## [Work order A]
Answer these from the article abstracts below, each on its own line marked (i), (ii), (iii):
(i) Whose late imperial associational life does the first abstract examine?
(ii) What does Meir note about the frequency of contacts between Jews and non-Jews?
(iii) In what year is Herzen's novel Kto vinovat? dated?
## [Work order B]
Continue the article abstracts below from the point where they stop.
══ Exercise passage
This article explores the associational life of late imperial Kiev to gauge the extent of Jewish participation in the city's civil society and the nature of interethnic relations in the voluntary sphere.  Natan Meir demonstrates that, despite political and societal circumstances that often discouraged positive interactions between Jews and their Russian and Ukrainian neighbors, the voluntary association made possible opportunities for constructive interethnic encounters.  These opportunities included a range of experiences from full Jewish integration to a segregation of Jewish interests within the sphere of activity of a particular association.  While taking into account the central role of intergroup tensions and hostility in Kiev, Meir notes that the frequency of contacts between Jews and non-Jews was higher than most scholars have assumed.  By placing the case of Kiev against the larger framework of the Russian empire as well as other European states, Meir contributes to our understanding of the development of late imperial civil society and of the modern Jewish experience in the late Russian empire and across urban Europe.

Febris Erotica: Aleksandr Herzen's Post-Romantic Physiology

Valeria Sobol

This article explores Aleksandr Herzen's use of the lovesickness topos in his novel Kto vinovat?  (1847) in the context of the long literary and medical traditions of lovesickness and the specifically Russian situation of the 1840s. Valeria Sobol argues that Herzen was among the first Russian writers to exploit the semiotics and diagnostics of lovesickness in order to address the questions of human spirituality and the status of scientific knowledge. Given Herzen's frequently proclaimed antispiritualist and antidualist position and the novel's apparent anti-Romantic pathos, one would expect him to reject the essentially dualist notion of lovesickness as a "malady of the soul," but the novel presents a far more complex picture. Herzen's struggle to reconcile the new scientific spirit of his age with the Romantic heritage reflects the transitional nature of the decade in which the novel was written.

Where Bobok Is Buried: The Theosophical Roots of Dostoevskii's "Fantastic Realism"
════
══ Dataset extract
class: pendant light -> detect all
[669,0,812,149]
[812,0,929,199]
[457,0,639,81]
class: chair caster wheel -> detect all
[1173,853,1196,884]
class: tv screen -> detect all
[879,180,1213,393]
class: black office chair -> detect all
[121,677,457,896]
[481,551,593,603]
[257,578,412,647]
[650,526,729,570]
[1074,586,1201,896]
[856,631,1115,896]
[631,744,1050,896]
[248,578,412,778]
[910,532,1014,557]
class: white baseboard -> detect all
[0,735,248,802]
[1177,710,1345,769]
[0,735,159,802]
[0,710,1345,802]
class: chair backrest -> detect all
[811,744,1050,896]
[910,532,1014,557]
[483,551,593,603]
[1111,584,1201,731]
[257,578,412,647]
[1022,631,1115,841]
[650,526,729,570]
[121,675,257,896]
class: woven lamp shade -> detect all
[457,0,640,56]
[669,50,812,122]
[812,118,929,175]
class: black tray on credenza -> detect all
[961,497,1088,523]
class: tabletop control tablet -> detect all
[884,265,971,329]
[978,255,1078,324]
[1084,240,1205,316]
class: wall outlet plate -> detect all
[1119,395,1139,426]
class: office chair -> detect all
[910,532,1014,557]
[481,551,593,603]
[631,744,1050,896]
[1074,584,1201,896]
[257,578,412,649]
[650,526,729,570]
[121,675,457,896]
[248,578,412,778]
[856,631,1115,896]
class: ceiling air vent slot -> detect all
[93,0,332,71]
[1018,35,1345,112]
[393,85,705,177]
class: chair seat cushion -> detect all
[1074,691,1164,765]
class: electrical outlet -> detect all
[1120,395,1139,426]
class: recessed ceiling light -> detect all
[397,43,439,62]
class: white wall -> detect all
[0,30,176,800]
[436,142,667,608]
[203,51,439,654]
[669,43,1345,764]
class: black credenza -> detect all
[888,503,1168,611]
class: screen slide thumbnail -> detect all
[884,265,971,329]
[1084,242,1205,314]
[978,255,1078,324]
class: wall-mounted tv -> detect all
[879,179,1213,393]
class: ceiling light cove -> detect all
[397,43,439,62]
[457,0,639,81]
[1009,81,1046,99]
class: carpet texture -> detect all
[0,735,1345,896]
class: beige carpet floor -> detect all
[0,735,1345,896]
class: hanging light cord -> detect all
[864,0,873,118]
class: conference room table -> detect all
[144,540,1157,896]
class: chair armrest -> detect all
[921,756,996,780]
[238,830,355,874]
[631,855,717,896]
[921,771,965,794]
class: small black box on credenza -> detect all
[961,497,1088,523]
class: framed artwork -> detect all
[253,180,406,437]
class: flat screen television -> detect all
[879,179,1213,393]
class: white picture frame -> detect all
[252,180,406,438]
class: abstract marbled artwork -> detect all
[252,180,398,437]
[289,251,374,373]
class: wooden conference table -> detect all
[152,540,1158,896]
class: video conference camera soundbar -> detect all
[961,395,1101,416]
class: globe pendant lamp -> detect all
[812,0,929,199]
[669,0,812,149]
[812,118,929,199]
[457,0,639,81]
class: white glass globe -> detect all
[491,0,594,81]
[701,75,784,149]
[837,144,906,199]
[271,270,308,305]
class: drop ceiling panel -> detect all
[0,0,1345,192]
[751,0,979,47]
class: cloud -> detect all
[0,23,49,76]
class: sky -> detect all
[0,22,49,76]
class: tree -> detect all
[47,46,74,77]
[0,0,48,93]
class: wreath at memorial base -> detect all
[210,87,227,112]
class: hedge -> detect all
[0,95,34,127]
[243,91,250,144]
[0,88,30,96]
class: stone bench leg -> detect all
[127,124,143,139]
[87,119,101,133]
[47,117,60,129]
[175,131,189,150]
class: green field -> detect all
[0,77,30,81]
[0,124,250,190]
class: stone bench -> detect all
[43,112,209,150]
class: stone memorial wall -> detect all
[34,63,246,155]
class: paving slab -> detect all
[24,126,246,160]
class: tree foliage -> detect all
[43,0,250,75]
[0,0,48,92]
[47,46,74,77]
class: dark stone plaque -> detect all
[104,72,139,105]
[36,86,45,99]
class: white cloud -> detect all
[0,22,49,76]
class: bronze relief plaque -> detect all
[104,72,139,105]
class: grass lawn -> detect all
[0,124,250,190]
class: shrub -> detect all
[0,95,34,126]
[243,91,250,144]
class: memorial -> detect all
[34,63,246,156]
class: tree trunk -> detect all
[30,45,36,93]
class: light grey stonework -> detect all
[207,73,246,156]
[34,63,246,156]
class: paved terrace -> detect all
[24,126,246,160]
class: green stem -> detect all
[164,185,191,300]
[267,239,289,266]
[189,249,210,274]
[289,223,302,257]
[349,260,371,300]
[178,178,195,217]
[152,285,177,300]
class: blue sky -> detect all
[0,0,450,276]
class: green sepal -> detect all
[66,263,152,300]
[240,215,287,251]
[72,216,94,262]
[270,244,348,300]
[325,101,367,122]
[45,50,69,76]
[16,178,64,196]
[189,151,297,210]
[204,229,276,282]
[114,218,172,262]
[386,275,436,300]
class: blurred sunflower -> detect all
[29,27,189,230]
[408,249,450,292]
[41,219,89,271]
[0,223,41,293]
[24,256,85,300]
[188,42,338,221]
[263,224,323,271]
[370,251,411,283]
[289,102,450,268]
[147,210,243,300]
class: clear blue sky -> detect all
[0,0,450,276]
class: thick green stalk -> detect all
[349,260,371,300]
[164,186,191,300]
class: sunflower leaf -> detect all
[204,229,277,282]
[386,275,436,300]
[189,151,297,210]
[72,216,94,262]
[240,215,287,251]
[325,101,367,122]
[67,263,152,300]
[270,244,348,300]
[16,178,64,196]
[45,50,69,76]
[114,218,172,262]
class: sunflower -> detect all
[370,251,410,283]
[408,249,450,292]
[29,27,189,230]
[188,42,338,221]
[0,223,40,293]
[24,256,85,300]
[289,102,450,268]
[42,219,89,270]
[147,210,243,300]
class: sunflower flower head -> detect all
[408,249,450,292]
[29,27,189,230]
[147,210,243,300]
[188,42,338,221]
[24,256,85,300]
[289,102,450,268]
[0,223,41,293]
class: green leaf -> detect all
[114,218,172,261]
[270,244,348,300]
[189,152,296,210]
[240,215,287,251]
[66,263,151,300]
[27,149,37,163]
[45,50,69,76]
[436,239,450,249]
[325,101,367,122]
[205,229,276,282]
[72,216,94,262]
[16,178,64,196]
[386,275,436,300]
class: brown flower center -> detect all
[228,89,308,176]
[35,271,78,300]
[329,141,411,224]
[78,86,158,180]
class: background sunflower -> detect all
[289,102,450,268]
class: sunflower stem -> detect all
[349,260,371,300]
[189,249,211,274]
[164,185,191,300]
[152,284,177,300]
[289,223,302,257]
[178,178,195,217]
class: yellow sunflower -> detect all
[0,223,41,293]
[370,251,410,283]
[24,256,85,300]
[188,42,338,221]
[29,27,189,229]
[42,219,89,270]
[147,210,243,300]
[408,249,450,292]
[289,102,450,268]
════
## [Task response A]
(i) Kiev's
(ii) It was higher than most scholars have assumed.
(iii) 1847

## [Task response B]
Ilya Vinitsky

In addition to examining the ideological and artistic origins of Fedor Dostoevskii's portrayal of the underworld in his short "cemetery story" "Bobok" (1873), Ilya Vinitsky probes the theosophical context of Dostoevskii's "fantastic realism." Vinitsky considers this story a programmatic "theosophical menippea" that artistically "voices" and "tests" Emanuel Swedenborg's doctrine of posthumous self-exposure of the wicked souls who are no longer restrained by "fear of the law, of the loss of reputation, of honor, and of life" and laugh shamelessly "at honesty and justice." Vinitsky argues that Dostoevskii was interested in Swedenborg's spiritual psychologism as an epistemological method and contends that Swedenborg's interpretation of devils as former humans, with their "earthly" consciousness, inner sufferings, and memories, perfectly corresponded to Dostoevskii's symbolic anthropology. Vinitsky also proposes that the comic narrator of "Bobok" can be seen as a literary mask of Dostoevskii himself, who employs philosophical irony as a means of conveying a metaphysical message in the age of positivism and disbelief.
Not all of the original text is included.